The Dyson Sphere (The Dyson Shell)

[Adam Dray]

A lot of this is based on the Jump Drive theory of 100D being wrong...but what if it is right?

Yeah, I was trying to apply known-universe general relativity rules to jump-space, which is full of logical flaws, right?

Jump-space obviously isn't something that has to follow general relativity, so maybe matter in real-space perturbs jump-space in a way that isn't related to gravity at all.

That is, I'm agreeing with you.

So if the 100D rule depends on matter and energy perturbance and not gravitational curvature, then a 1-AU Dyson Sphere would have a 100-AU jump shadow and you couldn't jump inside of it.

Or you could say that the 100D rule doesn't apply to objects filled with empty space, so Dyson Spheres have a different jump shadow formula. Maybe there's just a maximum distance that applies and overrides the 100D rule. I'd suggest that it would involve the Schwarzschild radius, as I think Werner is saying.

 

[Werner]

Yeah, I was trying to apply known-universe general relativity rules to jump-space, which is full of logical flaws, right?

Jump-space obviously isn't something that has to follow general relativity, so maybe matter in real-space perturbs jump-space in a way that isn't related to gravity at all.

That is, I'm agreeing with you.

So if the 100D rule depends on matter and energy perturbance and not gravitational curvature, then a 1-AU Dyson Sphere would have a 100-AU jump shadow and you couldn't jump inside of it.

Or you could say that the 100D rule doesn't apply to objects filled with empty space, so Dyson Spheres have a different jump shadow formula. Maybe there's just a maximum distance that applies and overrides the 100D rule. I'd suggest that it would involve the Schwarzschild radius, as I think Werner is saying.

Most important thing is that it serve the game, and it doesn't serve any purpose to have pc starship appear 200 au out, 1 au is good enough.

 

[whulorigan]

So if the 100D rule depends on matter and energy perturbance and not gravitational curvature, then a 1-AU Dyson Sphere would have a 100-AU jump shadow and you couldn't jump inside of it.

## REQUEST 1
For each statement below, say whether it agrees with the Dyson Sphere thread. Answer yes or no and quote the words from the thread that settle it.
(a) If the 100D rule depends on matter and energy perturbance, a 1-AU Dyson Sphere would have a 100-AU jump shadow.
(b) In Werner's post, having player starships appear 200 AU out is called useful for the game.
(c) The thread holds that jump-space must follow general relativity.
## REQUEST 2
Recast the paragraph of the Dyson Sphere thread that begins "Or you could say that the 100D rule" as a short bulleted list that keeps its main points.
## REQUEST 3
Write the next part of the Dyson Sphere thread, starting after its final post.
The records can be left aside here.

## DATASET RECORDS
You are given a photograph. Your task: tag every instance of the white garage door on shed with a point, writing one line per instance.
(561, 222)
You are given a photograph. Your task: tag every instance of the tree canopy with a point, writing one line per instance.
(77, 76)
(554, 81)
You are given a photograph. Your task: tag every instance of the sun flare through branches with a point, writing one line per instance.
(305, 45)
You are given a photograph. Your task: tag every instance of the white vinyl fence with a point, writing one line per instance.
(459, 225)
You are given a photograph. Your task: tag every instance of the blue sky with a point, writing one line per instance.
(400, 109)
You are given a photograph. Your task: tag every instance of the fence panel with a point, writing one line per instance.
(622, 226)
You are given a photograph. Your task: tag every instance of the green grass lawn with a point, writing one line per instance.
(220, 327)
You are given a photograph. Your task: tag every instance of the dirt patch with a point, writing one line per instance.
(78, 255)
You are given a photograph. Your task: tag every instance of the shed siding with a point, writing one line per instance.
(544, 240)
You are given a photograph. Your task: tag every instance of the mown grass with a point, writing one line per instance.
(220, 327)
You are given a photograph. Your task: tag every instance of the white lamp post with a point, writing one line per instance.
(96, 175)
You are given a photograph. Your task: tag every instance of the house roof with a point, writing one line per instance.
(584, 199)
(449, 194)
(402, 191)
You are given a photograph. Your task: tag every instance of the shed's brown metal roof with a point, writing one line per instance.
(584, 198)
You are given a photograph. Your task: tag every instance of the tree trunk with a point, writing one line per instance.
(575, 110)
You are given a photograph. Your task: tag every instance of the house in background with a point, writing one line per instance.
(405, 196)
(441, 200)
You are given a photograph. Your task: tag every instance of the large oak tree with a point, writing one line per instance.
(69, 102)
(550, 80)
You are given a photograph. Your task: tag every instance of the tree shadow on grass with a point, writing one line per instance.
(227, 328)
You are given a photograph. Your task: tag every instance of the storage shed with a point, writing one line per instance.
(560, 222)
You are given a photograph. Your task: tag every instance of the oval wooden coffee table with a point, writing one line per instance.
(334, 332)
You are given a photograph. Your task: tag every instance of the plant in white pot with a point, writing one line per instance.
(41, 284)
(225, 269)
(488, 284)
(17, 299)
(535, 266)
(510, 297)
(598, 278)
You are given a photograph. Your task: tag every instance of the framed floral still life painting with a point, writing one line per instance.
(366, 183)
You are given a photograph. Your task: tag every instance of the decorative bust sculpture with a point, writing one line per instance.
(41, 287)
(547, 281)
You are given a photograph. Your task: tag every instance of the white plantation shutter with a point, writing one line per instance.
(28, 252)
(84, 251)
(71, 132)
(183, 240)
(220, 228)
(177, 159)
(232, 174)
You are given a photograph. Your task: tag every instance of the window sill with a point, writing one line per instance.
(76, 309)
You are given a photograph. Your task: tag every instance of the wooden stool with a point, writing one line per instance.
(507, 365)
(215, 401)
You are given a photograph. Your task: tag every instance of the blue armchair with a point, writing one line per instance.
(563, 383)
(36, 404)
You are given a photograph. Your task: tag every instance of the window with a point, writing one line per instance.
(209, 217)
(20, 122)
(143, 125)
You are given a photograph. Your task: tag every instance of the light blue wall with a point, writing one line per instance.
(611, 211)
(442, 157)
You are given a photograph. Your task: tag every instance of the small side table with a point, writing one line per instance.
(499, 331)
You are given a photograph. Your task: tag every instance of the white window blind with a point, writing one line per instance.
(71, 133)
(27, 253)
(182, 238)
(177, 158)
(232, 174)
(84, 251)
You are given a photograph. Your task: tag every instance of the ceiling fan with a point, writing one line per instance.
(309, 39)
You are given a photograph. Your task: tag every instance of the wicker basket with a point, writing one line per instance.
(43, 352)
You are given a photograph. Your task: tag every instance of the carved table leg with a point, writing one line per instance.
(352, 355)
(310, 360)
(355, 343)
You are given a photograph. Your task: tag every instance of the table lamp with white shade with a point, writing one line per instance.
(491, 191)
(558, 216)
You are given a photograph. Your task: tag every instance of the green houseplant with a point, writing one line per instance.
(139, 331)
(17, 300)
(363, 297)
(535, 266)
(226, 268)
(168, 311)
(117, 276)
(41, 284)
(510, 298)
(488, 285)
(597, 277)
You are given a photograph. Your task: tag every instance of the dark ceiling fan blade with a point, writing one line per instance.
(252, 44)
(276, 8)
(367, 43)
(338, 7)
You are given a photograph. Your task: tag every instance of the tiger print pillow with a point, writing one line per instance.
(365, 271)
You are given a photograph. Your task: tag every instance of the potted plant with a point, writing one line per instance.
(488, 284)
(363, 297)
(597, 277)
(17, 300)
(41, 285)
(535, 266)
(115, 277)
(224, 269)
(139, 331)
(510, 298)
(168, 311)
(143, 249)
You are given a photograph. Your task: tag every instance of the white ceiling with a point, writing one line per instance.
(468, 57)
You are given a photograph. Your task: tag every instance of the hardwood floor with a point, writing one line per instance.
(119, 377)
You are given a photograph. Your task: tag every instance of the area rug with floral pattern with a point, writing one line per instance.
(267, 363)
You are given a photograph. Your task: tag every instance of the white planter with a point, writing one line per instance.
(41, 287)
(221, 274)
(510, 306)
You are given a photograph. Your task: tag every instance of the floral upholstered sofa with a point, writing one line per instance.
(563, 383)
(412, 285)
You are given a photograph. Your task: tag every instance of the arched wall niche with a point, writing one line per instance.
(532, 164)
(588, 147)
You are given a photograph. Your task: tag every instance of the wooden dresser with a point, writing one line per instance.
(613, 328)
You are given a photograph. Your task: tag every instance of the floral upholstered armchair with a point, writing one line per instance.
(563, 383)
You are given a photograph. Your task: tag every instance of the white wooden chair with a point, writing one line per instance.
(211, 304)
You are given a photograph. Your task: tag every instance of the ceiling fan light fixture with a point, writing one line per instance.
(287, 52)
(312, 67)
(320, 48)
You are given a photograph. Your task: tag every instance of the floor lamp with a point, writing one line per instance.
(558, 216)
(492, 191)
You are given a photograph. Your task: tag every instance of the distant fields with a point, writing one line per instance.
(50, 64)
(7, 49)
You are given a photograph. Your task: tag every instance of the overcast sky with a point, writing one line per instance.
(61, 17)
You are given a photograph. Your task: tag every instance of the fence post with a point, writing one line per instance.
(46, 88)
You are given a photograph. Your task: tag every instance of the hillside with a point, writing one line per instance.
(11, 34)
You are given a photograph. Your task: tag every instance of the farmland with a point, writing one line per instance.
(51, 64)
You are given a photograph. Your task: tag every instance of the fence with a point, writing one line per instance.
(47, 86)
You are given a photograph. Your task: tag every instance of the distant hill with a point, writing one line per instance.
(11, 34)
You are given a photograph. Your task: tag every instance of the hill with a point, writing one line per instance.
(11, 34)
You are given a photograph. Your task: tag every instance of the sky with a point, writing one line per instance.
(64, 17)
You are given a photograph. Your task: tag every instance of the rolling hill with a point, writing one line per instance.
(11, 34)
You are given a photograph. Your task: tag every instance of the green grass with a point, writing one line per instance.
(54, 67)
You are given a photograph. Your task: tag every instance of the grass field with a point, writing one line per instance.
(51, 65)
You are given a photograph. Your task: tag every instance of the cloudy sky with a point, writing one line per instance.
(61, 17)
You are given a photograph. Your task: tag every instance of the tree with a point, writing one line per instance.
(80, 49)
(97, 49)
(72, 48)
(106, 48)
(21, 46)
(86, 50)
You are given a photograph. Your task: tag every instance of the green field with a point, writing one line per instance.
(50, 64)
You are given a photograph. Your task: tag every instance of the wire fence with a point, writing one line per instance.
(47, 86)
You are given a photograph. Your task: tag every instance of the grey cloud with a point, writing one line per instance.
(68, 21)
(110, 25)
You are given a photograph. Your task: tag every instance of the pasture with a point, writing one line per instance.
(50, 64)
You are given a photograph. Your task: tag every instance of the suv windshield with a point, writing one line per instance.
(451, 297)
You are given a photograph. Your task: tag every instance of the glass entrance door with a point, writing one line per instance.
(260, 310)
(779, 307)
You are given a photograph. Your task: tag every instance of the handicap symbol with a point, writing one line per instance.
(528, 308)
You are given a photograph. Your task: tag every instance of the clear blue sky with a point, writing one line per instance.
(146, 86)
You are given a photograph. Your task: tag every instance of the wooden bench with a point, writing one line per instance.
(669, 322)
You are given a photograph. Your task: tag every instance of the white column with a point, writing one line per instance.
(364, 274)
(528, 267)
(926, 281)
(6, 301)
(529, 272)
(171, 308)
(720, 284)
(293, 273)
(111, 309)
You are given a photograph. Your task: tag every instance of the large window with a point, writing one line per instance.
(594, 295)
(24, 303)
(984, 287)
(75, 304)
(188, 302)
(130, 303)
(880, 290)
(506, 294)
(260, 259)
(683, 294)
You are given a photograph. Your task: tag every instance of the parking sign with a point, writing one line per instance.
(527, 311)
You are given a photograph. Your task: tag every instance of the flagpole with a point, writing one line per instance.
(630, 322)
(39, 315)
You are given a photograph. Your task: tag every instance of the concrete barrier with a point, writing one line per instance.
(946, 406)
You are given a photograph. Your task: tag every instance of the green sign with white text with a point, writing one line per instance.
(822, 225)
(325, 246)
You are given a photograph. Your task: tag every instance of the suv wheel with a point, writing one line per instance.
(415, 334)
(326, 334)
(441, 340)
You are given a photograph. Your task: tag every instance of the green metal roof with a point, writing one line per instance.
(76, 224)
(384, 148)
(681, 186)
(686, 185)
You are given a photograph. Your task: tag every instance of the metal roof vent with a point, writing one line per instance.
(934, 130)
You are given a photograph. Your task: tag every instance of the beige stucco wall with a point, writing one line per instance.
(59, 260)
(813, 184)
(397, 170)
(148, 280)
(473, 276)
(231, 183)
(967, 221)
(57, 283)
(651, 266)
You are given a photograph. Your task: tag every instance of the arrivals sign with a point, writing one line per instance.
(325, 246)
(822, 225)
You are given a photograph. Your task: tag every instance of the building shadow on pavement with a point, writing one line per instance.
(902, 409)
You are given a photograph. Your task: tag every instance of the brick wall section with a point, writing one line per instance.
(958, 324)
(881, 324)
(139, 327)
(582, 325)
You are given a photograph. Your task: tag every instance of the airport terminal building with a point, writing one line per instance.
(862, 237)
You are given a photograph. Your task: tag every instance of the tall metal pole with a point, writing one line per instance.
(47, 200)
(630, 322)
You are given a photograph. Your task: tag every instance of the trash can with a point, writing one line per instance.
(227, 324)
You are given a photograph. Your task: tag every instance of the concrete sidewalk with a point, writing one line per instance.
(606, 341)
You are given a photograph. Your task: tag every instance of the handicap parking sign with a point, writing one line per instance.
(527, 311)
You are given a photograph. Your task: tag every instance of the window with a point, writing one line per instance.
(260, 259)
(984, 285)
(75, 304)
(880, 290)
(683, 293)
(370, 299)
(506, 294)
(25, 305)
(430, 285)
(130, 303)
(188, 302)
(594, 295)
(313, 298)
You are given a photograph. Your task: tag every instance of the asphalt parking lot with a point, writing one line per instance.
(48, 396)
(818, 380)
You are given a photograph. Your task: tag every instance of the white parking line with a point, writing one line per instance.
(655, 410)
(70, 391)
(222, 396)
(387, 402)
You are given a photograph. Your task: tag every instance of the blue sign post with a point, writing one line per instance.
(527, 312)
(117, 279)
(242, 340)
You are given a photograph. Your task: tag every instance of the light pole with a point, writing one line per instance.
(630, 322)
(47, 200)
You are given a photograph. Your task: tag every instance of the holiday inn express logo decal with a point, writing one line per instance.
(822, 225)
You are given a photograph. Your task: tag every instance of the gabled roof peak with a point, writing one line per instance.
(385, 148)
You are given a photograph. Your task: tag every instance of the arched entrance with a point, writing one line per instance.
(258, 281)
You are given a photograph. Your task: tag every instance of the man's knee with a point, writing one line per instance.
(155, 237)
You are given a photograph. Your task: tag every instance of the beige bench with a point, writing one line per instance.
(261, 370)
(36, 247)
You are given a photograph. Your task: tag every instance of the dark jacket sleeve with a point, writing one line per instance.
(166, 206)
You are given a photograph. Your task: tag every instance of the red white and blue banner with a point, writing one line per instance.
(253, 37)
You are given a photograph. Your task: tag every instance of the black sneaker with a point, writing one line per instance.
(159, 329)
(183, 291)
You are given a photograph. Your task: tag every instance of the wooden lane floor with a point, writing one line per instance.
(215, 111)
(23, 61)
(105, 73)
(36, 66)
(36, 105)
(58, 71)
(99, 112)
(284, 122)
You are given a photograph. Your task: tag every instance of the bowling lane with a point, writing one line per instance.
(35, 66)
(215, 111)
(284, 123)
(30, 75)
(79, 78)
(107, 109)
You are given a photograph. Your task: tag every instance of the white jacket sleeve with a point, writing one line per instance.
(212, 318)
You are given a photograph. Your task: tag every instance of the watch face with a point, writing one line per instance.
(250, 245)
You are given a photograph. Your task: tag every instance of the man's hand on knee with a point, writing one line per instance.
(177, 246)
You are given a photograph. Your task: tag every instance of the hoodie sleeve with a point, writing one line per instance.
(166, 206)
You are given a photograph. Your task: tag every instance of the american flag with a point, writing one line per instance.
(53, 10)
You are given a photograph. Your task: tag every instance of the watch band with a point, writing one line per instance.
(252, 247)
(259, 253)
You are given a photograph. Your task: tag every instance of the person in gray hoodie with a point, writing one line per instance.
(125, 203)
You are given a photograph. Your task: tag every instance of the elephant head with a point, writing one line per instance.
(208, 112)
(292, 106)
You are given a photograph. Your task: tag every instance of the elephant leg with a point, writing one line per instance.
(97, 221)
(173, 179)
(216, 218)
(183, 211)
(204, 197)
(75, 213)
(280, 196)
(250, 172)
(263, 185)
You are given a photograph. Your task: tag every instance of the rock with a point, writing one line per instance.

## TASK RESULT 1
(a) Yes: "then a 1-AU Dyson Sphere would have a 100-AU jump shadow and you couldn't jump inside of it."
(b) No: "it doesn't serve any purpose to have pc starship appear 200 au out, 1 au is good enough."
(c) No: "Jump-space obviously isn't something that has to follow general relativity"

## TASK RESULT 2
- The 100D rule might not apply to objects filled with empty space.
- In that case, Dyson Spheres would have a different jump shadow formula.
- A maximum distance might apply and override the 100D rule.
- The writer suggests that this would involve the Schwarzschild radius and believes Werner is saying the same.

## TASK RESULT 3
Actually, the interior surface of the sphere is 1 AU from the star (this is a radius measurement). The diameter of the sphere would be 2 AU, so the Jump shadow would be 200 AU out from the sphere in the case you describe.

 

[whulorigan]

I interpret the 100-diameter limit as a nod to either gravitational frame dragging or static mass increase due to general relativity.

In the case of frame dragging, a starship in the vicinity of a larger, spinning object experiences small torsional gravity forces from the spinning object. These could throw off very sensitive jump-drive components.

In the case of static mass increase, a starship gains inertia while in the vicinity of a larger object. The change is very, very small -- even hard to measure -- so it's hard to believe that it'd throw off a jump drive, but maybe it's that sensitive of an operation.

Both of these effects are tiny. Furthermore, there is no gravitational formula applying to an object in space that cares about the diameter of the star or planet (all roughly spherical masses can be reduced to a point mass).

Rationalizing the 100-diameter rules with real-universe physics in going to require a lot of handwaving. A real jump-distance formula would need to be calculated based on the mass of the nearby object, not its diameter.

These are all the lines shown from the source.